# Convert root files to parquet

This notebook demonstrates how to convert root files to the parquet dataformat.
For this notebook you will need to connect to the `k8s` spark cluster and enable the options:
- `spark.dynamicAllocation.maxExecutors`: `100`
- `spark.driver.memory`: `6g`
- `spark.jars`: `laurelin-1.0.0.jar,log4j-api-2.13.0.jar,log4j-core-2.13.0.jar`
- `spark.kubernetes.container.image`: `gitlab-registry.cern.ch/db/spark-service/docker-registry/swan:laurelin`
- `spark.kubernetes.container.image.pullPolicy`: `Always`
- `spark.driver.extraClassPath`: `./laurelin-1.0.0.jar,./log4j-api-2.13.0.jar,./log4j-core-2.13.0.jar`
- Select the "Include MemoryIntensive options"

After running this notebook, the output will be written to the `/hdfs` user directory the user has permission to use.
For example, I have written to my user directory on the `analytix` cluster (`/hdfs/analytix.cern.ch/dntaylor`).
After running this conversion, you can use the `analytix` cluster to run your spark jobs on the parquet datafiles,
which is faster than running over the `root` dataformat using the `k8s` cluster.

Before initializing the spark instance, run the following cell.

* [Raw records]
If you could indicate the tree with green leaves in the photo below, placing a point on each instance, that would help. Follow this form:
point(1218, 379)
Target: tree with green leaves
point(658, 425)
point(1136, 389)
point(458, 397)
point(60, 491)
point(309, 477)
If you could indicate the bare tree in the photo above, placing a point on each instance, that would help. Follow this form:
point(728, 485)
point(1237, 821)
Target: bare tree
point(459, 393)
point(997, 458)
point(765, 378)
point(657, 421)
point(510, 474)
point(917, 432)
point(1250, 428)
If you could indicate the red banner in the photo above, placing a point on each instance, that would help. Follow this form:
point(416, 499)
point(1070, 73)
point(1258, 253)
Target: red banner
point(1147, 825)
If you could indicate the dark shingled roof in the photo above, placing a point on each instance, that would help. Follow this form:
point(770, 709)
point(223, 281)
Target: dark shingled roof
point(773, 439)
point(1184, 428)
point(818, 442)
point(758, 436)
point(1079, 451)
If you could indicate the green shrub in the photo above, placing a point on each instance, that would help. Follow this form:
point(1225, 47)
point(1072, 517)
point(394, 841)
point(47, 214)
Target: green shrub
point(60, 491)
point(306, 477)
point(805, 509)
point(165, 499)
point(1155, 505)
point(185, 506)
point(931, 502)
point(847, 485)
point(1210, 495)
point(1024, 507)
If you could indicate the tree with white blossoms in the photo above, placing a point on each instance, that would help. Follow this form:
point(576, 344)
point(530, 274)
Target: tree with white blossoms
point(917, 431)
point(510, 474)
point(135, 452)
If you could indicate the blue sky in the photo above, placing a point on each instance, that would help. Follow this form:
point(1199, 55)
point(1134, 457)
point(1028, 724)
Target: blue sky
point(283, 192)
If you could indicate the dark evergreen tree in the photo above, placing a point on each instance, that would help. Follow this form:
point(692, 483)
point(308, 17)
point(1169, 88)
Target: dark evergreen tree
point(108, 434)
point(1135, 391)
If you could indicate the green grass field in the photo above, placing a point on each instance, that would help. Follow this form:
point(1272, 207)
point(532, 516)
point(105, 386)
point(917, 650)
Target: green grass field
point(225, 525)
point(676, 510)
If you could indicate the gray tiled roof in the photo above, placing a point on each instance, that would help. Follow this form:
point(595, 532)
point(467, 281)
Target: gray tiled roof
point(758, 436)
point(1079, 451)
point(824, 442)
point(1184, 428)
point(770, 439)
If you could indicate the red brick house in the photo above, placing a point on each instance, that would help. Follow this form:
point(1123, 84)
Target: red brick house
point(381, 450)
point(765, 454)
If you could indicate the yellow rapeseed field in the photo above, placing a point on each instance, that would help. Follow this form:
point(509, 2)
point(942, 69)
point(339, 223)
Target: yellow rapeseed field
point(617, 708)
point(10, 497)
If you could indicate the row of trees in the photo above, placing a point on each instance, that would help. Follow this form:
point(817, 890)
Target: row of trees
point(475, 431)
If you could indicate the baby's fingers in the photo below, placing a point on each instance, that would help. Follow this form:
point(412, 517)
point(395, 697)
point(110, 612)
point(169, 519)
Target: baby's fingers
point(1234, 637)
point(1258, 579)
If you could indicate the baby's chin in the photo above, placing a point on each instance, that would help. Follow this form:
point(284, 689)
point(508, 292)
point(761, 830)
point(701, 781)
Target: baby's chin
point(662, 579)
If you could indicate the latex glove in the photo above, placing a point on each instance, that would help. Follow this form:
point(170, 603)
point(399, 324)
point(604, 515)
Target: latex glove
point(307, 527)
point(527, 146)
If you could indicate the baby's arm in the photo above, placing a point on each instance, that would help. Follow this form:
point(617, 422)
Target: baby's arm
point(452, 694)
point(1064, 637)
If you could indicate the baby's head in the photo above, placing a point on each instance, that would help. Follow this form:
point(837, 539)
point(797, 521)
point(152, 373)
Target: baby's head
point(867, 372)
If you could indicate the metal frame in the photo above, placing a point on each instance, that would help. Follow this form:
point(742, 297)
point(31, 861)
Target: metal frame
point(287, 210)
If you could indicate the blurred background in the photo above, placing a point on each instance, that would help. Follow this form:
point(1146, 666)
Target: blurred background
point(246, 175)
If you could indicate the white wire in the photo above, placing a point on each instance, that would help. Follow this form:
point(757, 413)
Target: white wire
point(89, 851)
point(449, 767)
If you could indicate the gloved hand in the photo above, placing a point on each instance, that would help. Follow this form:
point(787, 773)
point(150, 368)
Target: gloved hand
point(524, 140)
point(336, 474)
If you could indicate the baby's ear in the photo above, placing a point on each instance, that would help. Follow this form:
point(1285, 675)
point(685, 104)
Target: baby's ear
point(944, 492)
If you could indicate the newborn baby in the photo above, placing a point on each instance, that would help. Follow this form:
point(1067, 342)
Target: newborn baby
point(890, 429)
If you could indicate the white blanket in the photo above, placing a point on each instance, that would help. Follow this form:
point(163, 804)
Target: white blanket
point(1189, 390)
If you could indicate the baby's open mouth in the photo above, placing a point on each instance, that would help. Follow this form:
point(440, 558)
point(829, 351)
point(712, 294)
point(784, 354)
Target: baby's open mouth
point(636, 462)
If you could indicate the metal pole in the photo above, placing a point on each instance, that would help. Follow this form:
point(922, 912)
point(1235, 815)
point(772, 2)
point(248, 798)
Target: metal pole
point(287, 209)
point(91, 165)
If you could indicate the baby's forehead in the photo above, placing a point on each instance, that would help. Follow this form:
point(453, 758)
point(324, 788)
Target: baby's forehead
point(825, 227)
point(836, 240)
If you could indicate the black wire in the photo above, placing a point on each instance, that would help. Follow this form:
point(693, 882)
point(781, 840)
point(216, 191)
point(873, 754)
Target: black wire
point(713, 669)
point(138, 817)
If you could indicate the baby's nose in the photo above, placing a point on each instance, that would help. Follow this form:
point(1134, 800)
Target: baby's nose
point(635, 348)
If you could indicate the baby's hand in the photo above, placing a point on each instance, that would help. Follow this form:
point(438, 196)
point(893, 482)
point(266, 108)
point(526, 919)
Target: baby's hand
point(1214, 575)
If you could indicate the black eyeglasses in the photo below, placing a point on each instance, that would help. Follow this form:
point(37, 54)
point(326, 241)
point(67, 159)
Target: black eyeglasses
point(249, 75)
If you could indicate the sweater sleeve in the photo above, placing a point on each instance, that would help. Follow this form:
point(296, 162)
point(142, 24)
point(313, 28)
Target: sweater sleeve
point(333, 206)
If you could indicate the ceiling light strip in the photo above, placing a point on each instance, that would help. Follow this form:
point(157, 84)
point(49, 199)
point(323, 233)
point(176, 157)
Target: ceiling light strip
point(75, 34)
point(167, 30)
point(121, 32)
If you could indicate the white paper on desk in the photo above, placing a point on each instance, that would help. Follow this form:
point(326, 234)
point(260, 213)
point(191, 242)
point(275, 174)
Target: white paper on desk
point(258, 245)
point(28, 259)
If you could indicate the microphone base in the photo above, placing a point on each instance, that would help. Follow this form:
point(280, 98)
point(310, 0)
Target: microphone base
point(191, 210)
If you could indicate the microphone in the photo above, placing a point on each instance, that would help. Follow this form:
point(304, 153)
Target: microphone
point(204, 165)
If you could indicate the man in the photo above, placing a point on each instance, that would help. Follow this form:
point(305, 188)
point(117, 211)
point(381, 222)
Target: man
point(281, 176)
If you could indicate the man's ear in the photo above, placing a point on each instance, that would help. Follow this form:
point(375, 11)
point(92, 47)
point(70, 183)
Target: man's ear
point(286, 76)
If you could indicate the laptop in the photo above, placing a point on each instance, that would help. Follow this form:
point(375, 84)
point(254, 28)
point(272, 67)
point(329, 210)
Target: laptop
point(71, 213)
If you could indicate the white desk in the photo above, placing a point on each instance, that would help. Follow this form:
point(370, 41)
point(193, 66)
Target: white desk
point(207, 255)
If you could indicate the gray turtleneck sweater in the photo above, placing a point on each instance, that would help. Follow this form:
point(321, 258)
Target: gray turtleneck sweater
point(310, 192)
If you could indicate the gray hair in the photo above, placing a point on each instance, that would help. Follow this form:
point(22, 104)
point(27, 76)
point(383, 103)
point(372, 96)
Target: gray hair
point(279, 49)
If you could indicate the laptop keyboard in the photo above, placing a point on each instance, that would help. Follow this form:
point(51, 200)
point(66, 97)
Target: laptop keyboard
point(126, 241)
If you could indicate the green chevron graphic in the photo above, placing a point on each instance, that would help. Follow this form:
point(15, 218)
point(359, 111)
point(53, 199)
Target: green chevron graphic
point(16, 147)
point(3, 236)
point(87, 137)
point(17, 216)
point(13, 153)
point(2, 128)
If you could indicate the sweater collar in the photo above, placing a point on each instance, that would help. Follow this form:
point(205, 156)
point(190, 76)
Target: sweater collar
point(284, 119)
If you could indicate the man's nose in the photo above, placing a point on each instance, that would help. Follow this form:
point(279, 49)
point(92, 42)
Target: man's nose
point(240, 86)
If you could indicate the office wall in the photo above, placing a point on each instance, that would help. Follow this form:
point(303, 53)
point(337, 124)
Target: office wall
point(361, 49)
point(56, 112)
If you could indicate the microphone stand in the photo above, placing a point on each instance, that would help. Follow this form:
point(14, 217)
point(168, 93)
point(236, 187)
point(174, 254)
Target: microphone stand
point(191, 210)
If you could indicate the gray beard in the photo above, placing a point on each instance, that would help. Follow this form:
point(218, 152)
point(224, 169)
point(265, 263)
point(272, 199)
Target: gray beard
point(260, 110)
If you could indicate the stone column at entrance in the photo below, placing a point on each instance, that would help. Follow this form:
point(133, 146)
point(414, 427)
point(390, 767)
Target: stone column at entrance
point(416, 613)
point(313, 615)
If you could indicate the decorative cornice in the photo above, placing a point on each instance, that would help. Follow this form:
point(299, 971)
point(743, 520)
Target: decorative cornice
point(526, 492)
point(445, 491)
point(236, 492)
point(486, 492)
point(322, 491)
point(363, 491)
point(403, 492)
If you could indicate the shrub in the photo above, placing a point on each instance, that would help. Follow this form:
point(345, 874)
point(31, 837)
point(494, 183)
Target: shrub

* [Required actions]
a – In the page on converting root files to parquet, which cluster is recommended for running spark jobs on the parquet datafiles?
b – Using the page on converting root files to parquet, decide whether each statement agrees with it. Answer yes or no, and quote the words that decide it.
(i) The maximum number of executors for dynamic allocation is set to 100.
(ii) The container image pull policy is set to Never.
(iii) The output is written to a user directory under /eos.
c – Carry the page on converting root files to parquet further, starting after its final sentence.
The material was taken from another source.

* [Answers to the exercise]
a – The `analytix` cluster.

b –
(i) Yes: "`spark.dynamicAllocation.maxExecutors`: `100`"
(ii) No: "`spark.kubernetes.container.image.pullPolicy`: `Always`"
(iii) No: "the output will be written to the `/hdfs` user directory the user has permission to use"

c –
In [1]:
# spark.jars.packages doesnt work with Spark 2.4 with kubernetes
!wget -N https://repo1.maven.org/maven2/edu/vanderbilt/accre/laurelin/1.0.0/laurelin-1.0.0.jar && \
wget -N https://repo1.maven.org/maven2/org/apache/logging/log4j/log4j-api/2.13.0/log4j-api-2.13.0.jar && \
wget -N https://repo1.maven.org/maven2/org/apache/logging/log4j/log4j-core/2.13.0/log4j-core-2.13.0.jar

--2020-02-26 18:04:55--  https://repo1.maven.org/maven2/edu/vanderbilt/accre/laurelin/1.0.0/laurelin-1.0.0.jar
Resolving repo1.maven.org (repo1.maven.org)... 151.101.112.209
Connecting to repo1.maven.org (repo1.maven.org)|151.101.112.209|:443... connected.
HTTP request sent, awaiting response... 200 OK
Length: 1708408 (1.6M) [application/java-archive]
Server file no newer than local file ‘laurelin-1.0.0.jar’ -- not retrieving.

--2020-02-26 18:04:55--  https://repo1.maven.org/maven2/org/apache/logging/log4j/log4j-api/2.13.0/log4j-api-2.13.0.jar
Resolving repo1.maven.org (repo1.maven.org)... 151.101.112.209
Connecting to repo1.maven.org (repo1.maven.org)|151.101.112.209|:443... connected.
HTTP request sent, awaiting response... 200 OK
Length: 286261 (280K) [application/java-archive]
Server file no newer than local file ‘log4j-api-2.13.0.jar’ -- not retrieving.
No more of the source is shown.